=== Data excerpts ===

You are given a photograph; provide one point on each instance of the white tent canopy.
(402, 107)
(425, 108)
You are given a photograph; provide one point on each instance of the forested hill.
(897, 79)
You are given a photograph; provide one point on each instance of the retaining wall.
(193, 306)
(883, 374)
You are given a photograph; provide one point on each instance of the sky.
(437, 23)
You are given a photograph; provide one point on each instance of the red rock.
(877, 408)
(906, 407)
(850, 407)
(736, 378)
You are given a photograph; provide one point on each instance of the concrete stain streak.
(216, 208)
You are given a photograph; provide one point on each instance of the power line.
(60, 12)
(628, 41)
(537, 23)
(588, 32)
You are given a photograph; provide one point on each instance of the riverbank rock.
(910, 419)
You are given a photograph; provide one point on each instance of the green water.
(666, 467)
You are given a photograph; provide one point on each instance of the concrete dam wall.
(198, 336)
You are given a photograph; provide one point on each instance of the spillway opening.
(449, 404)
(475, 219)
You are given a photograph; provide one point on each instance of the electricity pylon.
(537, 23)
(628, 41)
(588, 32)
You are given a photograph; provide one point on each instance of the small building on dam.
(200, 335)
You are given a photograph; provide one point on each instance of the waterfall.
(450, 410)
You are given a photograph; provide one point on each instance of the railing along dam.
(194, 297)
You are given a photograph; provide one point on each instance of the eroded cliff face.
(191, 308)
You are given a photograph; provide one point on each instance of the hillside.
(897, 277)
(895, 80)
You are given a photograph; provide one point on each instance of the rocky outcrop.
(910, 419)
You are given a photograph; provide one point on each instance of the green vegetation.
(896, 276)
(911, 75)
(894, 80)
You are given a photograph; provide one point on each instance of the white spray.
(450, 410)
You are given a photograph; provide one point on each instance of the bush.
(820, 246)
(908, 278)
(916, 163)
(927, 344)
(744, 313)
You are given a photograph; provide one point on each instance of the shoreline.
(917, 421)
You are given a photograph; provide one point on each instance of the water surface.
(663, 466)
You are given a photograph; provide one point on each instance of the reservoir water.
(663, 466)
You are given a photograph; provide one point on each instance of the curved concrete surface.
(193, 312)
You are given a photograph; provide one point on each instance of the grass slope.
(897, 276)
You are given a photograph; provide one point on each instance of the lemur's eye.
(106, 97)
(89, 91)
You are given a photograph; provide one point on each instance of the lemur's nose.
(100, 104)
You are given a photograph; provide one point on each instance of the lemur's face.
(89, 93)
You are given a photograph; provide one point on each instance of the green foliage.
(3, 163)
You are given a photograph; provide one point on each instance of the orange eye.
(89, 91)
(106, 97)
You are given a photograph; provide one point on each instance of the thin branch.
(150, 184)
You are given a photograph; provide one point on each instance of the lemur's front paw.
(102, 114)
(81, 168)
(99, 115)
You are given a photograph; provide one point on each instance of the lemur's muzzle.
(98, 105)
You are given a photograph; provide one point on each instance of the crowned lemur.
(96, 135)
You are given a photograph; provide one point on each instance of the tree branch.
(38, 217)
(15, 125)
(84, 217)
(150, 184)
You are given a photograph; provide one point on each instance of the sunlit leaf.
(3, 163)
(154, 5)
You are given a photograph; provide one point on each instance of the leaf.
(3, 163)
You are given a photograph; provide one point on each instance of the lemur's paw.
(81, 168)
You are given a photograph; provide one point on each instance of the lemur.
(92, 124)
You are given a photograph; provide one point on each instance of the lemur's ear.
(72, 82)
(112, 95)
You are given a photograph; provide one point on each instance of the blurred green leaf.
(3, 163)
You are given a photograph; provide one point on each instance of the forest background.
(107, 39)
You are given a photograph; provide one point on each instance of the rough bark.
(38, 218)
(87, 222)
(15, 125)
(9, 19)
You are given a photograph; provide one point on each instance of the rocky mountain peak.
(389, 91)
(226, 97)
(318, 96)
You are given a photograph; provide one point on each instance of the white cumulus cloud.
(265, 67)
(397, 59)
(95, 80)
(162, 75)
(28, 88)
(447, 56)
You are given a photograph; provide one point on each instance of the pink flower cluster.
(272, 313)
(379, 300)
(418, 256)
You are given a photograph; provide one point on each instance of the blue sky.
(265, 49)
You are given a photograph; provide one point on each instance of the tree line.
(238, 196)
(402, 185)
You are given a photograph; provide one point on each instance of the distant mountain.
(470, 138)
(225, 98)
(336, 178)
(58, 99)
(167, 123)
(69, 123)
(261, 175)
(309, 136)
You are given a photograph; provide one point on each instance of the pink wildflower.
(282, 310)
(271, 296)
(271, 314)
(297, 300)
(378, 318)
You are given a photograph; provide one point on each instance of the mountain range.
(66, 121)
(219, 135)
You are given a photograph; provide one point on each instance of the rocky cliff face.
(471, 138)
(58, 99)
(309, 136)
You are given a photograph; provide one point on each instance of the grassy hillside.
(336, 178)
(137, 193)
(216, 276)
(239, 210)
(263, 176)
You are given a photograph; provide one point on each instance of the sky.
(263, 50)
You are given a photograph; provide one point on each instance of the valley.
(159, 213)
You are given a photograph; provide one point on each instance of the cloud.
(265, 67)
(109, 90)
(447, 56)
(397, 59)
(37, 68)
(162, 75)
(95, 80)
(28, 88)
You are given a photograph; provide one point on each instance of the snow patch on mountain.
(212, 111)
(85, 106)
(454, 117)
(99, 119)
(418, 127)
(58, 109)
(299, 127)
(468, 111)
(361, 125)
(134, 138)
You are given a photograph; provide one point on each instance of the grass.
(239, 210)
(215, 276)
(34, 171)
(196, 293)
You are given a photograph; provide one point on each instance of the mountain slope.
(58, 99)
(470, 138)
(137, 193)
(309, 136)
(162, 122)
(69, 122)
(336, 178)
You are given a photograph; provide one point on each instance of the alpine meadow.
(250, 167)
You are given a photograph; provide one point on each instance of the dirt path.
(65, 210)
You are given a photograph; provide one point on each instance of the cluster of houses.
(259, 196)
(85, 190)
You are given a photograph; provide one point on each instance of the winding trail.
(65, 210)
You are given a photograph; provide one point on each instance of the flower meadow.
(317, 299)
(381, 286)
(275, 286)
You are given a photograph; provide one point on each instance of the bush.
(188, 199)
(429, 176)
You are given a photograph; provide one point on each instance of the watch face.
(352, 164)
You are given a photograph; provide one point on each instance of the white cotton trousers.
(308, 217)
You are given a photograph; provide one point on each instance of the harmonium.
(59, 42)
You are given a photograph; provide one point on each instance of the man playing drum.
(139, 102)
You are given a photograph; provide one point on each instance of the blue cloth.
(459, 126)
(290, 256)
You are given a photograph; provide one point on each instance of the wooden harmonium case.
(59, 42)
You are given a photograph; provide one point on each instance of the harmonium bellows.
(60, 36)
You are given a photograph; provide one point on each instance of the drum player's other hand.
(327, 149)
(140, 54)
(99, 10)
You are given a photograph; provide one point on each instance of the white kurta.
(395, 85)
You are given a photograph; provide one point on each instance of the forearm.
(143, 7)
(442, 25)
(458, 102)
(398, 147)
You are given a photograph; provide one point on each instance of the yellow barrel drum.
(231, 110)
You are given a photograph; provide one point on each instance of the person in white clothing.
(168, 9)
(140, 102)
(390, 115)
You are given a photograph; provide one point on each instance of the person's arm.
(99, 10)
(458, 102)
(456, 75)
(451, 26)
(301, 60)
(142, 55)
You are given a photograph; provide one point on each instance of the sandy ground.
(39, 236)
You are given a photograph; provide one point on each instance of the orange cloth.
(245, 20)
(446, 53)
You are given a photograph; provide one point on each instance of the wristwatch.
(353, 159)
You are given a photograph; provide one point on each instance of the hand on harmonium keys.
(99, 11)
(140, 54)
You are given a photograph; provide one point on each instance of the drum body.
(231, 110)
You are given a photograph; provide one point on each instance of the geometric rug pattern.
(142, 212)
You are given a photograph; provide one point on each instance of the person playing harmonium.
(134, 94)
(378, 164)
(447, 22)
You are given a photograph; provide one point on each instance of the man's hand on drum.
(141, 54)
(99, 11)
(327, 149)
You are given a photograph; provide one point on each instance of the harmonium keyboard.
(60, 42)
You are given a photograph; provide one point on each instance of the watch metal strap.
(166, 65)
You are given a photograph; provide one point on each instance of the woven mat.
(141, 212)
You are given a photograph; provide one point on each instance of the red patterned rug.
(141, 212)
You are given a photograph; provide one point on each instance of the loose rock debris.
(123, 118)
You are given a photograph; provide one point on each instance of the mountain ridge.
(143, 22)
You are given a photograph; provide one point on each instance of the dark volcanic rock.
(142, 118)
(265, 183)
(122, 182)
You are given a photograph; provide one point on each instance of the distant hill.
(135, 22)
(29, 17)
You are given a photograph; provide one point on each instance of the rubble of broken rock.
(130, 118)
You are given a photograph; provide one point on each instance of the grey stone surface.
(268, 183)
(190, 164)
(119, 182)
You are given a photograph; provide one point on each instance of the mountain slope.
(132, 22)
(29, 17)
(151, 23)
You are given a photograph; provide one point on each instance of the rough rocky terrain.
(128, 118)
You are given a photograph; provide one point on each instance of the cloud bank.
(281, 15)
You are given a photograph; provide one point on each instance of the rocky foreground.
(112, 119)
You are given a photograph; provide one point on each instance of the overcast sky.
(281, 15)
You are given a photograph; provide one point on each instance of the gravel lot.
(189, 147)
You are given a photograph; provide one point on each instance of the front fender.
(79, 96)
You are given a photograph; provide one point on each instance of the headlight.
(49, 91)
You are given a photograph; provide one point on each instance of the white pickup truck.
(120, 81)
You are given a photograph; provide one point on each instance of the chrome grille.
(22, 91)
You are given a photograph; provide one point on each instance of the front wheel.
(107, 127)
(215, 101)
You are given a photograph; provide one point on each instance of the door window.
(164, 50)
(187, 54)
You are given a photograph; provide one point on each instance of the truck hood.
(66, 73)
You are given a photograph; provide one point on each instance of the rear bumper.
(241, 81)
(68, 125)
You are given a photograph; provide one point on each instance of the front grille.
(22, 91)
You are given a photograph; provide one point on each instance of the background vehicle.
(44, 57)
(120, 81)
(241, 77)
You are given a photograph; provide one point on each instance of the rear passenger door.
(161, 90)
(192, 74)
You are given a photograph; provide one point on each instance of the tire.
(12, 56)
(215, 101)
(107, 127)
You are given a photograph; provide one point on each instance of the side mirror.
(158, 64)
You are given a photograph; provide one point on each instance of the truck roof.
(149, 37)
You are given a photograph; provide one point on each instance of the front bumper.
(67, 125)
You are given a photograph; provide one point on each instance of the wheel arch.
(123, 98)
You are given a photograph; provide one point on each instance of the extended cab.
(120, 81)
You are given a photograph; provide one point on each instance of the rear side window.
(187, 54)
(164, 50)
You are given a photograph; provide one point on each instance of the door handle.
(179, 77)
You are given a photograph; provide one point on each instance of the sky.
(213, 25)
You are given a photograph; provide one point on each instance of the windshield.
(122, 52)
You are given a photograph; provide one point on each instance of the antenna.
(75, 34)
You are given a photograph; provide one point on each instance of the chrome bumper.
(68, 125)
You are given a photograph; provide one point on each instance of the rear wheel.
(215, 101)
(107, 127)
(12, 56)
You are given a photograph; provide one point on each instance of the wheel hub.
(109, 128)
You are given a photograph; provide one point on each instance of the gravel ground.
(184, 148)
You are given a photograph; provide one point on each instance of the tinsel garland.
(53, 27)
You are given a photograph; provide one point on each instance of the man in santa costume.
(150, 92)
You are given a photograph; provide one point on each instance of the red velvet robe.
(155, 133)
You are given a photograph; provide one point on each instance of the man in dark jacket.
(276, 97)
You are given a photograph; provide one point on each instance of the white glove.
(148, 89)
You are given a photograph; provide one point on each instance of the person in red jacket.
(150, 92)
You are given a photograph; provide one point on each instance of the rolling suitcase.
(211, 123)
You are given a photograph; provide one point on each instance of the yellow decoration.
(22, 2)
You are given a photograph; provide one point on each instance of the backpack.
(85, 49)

===

Stated exercise >>
Repeat, exactly and only, the lines above from the one containing "the chrome bumper." through the end of the material.

Written answer >>
You are given a photograph; provide one point on each instance of the chrome bumper.
(68, 125)
You are given a photograph; provide one point on each instance of the rear wheel.
(215, 101)
(107, 127)
(12, 56)
You are given a photograph; provide one point on each instance of the wheel hub.
(109, 128)
You are given a photograph; provide one point on each instance of the gravel ground.
(184, 148)
You are given a photograph; provide one point on each instance of the tinsel garland.
(53, 27)
You are given a photograph; provide one point on each instance of the man in santa costume.
(150, 92)
You are given a photograph; provide one point on each instance of the red velvet robe.
(155, 133)
You are given a photograph; provide one point on each instance of the man in dark jacket.
(276, 97)
You are given a photograph; provide one point on each instance of the white glove.
(148, 89)
You are given a photograph; provide one point on each instance of the person in red jacket.
(150, 92)
You are given a photograph; provide one point on each instance of the rolling suitcase.
(211, 123)
You are given a photograph; provide one point on each instance of the yellow decoration.
(22, 2)
You are given a photograph; provide one point on each instance of the backpack.
(85, 49)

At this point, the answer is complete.